:: TAREAS PENDIENTES ::
1 – ¿Puedes convertir en una lista breve el párrafo del texto sobre Cattiaux que empieza con «Para Cattiaux, la revuelta comienza», sin perder sus datos principales?
2 – ¿Puedes copiar del texto sobre Cattiaux todo lo que va desde "Para Cattiaux, la" hasta "es el Amor."?
3 – ¿Puedes proseguir el texto sobre Cattiaux y El Mensaje Reencontrado a partir del punto en que se detiene?

:: PASAJE MOSTRADO ::
Ser revolucionario, para él, significa oponerse con toda el alma al utilitarismo y al burocratismo de las instituciones morales, religiosas y sociales.
Para Cattiaux, la revuelta comienza con el inmovilismo, el rechazo de «correr la suerte»; su noción de perfeccionamiento va en contra de lo que enseñan los profesores y filósofos. Los sacerdotes, en general, no cuentan con su favor, ya que están demasiado confinados en su labor de repartir gracias y perdones. Su dios es el Único, su religión es el Amor.
El Mensaje Reencontrado expresa todo esto en breves capítulos que se ensamblan según una lógica interna que no se percibe de inmediato, y cuyos títulos son variaciones anagramáticas en francés de las nueve letras que componen las palabras: Vérité nue (Verdad desnuda). Algunas de estas variaciones son: Vertu niée (Virtud negada) – Une vérité (Una verdad) – Ève tri une (Eva tri una) – Un être vie (Un ser vida) – Trêve unie (Tregua unida) – Unité rêve (Unidad sueño) – Vu et renié (Visto y renegado) – Trié en vue (Triado en vista) – Vue tri née (Vista tri nacida) – Ivre et nue (Ebria y desnuda) – Rive ténue (Ribera tenue) – Nuit rêvée (Noche soñada).

:: ENTRADAS PROPORCIONADAS ::
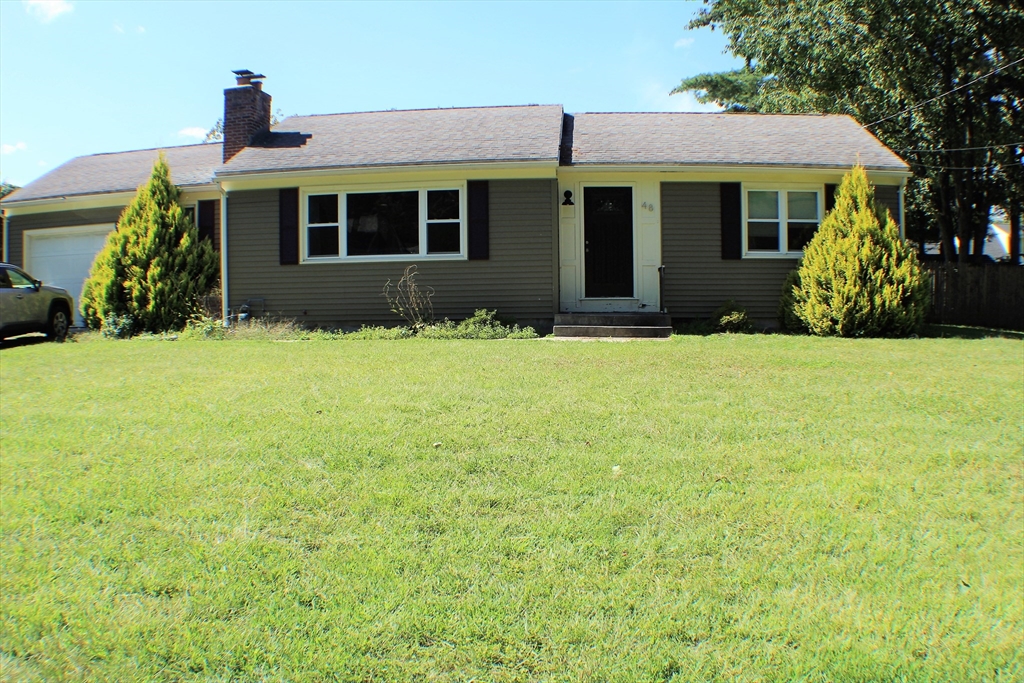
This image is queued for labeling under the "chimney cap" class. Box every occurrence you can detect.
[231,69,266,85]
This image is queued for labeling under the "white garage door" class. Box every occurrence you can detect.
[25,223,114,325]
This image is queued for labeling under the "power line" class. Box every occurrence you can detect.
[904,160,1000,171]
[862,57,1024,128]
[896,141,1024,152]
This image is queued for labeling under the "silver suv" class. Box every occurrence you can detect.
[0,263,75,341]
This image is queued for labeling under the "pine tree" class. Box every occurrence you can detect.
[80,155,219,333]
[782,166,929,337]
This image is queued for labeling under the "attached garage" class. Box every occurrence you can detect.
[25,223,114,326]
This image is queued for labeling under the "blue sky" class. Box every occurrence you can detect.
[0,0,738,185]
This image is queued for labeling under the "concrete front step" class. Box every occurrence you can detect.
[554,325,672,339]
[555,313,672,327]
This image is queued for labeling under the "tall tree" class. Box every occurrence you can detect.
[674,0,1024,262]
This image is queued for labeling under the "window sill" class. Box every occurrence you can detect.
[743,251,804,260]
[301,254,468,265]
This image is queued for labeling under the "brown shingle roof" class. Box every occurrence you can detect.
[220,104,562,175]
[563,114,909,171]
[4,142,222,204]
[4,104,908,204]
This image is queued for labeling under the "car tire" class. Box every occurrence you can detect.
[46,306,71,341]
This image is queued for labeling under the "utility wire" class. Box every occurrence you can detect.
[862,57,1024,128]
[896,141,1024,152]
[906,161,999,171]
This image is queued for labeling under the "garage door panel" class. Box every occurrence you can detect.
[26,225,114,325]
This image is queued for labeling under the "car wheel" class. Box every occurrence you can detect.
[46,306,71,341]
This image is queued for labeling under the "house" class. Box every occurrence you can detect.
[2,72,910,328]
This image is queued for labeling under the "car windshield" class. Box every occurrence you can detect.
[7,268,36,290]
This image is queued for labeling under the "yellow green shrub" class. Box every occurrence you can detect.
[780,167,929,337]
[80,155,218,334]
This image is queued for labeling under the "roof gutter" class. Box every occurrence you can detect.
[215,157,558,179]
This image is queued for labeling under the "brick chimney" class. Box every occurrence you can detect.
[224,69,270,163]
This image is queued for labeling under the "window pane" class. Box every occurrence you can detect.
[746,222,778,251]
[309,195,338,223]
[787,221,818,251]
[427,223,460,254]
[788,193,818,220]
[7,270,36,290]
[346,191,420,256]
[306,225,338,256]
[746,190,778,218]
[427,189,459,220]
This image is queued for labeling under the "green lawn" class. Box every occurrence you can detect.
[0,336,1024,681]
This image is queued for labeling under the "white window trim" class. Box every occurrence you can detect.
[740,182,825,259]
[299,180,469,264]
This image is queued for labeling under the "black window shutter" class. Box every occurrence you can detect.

:: RESULTADOS POR TAREA ::
1 –
- La revuelta comienza con el inmovilismo, el rechazo de «correr la suerte».
- Su noción de perfeccionamiento va en contra de lo que enseñan profesores y filósofos.
- En general, los sacerdotes no cuentan con su favor, por estar demasiado confinados en repartir gracias y perdones.
- Su dios es el Único y su religión es el Amor.

2 –
Para Cattiaux, la revuelta comienza con el inmovilismo, el rechazo de «correr la suerte»; su noción de perfeccionamiento va en contra de lo que enseñan los profesores y filósofos. Los sacerdotes, en general, no cuentan con su favor, ya que están demasiado confinados en su labor de repartir gracias y perdones. Su dios es el Único, su religión es el Amor.

3 –
Lanza del Vasto prologó El Mensaje Reencontrado, que Cattiaux vende o regala según los méritos del destinatario.
Boticario, quiromante y sanador
«Hay que hacerse vidente», decía Rimbaud. Cattiaux siguió este consejo. A voluntad, se «ausenta» en sí mismo, derriba las barreras que nos separan del ayer y del mañana; lee en ti como en él mismo: a libro abierto, y, por supuesto, ninguna palma tiene secretos para él. Los poetas de Saint-Germain-des-Prés pronto no tomarán una decisión sin consultarlo; ya ha apartado a varios del tabaco, del alcohol y de las inspiradoras; mañana evitará que escriban malos poemas; hoy se contenta con una mirada de sus ojos azules, una pequeña reflexión de su voz suave, para evitar que se tomen demasiado en serio. Dondequiera que esté, lo insólito se instala con él; siempre parece venir de muy lejos, de un mundo pacificado donde se viviría sin comer, sin trabajar, sin combatir. Este boticario no tiene nada de un hechicero: su tez es fresca, su corpulencia optimista, su risa estruendosa. Lo «fenomenal» en él es que es feliz, cándidamente feliz en un mundo que desespera.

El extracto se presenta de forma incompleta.